[Study text]

This is a continuation of my previous post, in which I discussed the common modeling issue of using a binary variable to enforce or relax a linear constraint. The standard approach to this uses what is commonly known as a "big M" constraint, but there are alternatives. The two that I mentioned in the previous post were a version of Benders decomposition frequently termed "combinatorial Benders cuts" (CBC) and an approach specific to CPLEX using disjunctive "goals". The previous post illustrated this using a mixed integer linear program (MILP) for the two-group discriminant problem.
I've used both "big M" and CBC before, but I had never used goals, and I was curious about the relative performance of the three methods. So I coded the discriminant problem from the previous post in Java (with a slightly different objective function, which is irrelevant to the discussion at hand) and ran the various models using four data sets that I have left over from a paper I wrote 30-ish years ago. The data sets relate to breast cancer (444+239), diabetes (500+268), liver disease (145+200) and (just to prove I don't have a morbid fascination with disease) radar returns (126+225). The numbers in parentheses are the sizes of the two samples.
I ran the problems using CPLEX 20.1 with a 10 minute time limit and default values for all parameters. For the CBC model, I used generic callbacks with a local copy of the LP subproblem for each thread (which will relate to memory use). The table below shows, for each combination of data set and model, the run time (in seconds), the final objective value (lower is better), the final bound (bigger is better) and the approximate peak memory use (in gigabytes, omitted for cases where the memory use was "trivial").
Data | Model | Time (s.) | Objective | Bound | Memory (GB) |
---|---|---|---|---|---|
Cancer | Big M | 2.2 | 0.0124 | 0.0124 | --- |
CBC | 6.5 | 0.0124 | 0.0124 | --- | |
Goals |
600 | 0.0124 | 0.0056 | 1.0 | |
Diabetes | Big M | 600 | 0.2057 | 0.0614 | 0.2 |
CBC | 600 | 0.3966 | 0.0598 | 2.9 | |
Goals |
600 | 0.2239 | 0.0038 | 4.1 | |
Liver | Big M | 600 | 0.2521 | 0.1243 | 0.2 |
CBC | 600 | 0.3244 | 0.1013 | 7.6 | |
Goals |
600 | 0.2639 | 0.0169 | 2.8 | |
Radar | Big M | 91 | 0.0190 | 0.0190 | --- |
CBC | 139 | 0.0186 | 0.0186 | 0.2 | |
Goals |
600 | 0.0190 | 0.0066 | 0.2 |
Before forging ahead, I'll note one small anomaly in the results for the radar data set. Both the "big M" and CBC methods got "provably optimal" solutions (lower bound = upper bound), but the CBC solution was slightly better (misclassifying six observations, versus seven for "big M"). I think this is just an issue with tolerance settings (constraint satisfaction tolerance, integrality tolerance or a combination of the two).

[/Study text]
[Provided data]

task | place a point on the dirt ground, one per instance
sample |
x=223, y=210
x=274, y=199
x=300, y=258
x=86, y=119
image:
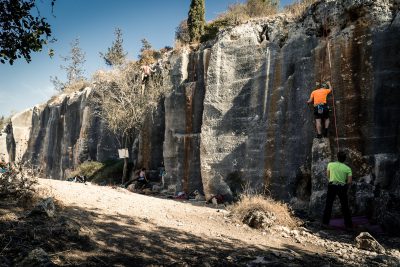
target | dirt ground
x=114, y=227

[/Provided data]

# What this task involves
In the post comparing the "big M", combinatorial Benders cuts and goals models, which version of CPLEX was used and with what time limit?

# Answer box
CPLEX 20.1, with a 10 minute time limit.